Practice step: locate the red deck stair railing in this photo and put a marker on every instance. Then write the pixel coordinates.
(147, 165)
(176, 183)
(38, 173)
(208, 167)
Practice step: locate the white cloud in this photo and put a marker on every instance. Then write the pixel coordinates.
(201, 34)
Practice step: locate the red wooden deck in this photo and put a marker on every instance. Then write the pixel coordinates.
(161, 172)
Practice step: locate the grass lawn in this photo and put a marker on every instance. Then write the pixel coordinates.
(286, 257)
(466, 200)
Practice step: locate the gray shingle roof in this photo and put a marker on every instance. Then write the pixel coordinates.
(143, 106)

□ □ □

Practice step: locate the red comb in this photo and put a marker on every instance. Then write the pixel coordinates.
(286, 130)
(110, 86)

□ □ □

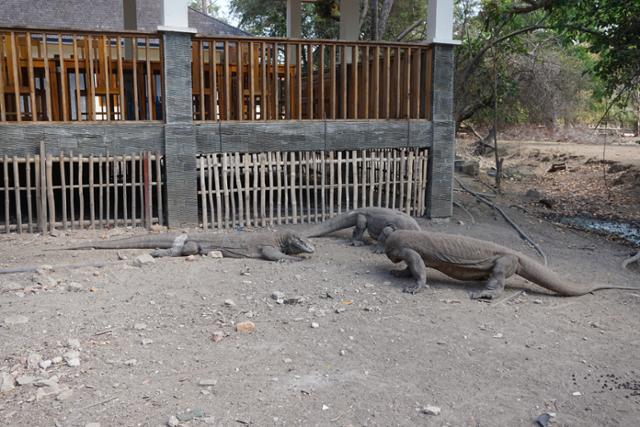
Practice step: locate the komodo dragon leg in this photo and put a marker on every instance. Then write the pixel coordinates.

□ □ □

=== REQUIREMENTS ===
Find every line in the listing that contains the string "write", matching case, and copy each of those lines.

=== EXPECTED ANSWER ===
Practice step: locate the red deck stair railing in this photo and put a marker on every instance. Then write the pixel coordinates.
Practice step: locate the white cloud in this photo and put a marker on every instance. Then write the pixel coordinates.
Practice step: locate the red wooden deck in this photo and put a marker on every instance. Then write the pixel coordinates.
Practice step: locate the grass lawn in this photo and put a marker on every instance. Then write the pixel coordinates.
Practice step: locate the gray shingle roof in this photo and put a marker on every instance. Then write the pixel coordinates.
Practice step: locate the red comb in this photo and put a marker on every instance. Then write the pixel coordinates.
Practice step: locate the komodo dragon leg in this photo and put a marker on every instance. Then write the pixel coordinates.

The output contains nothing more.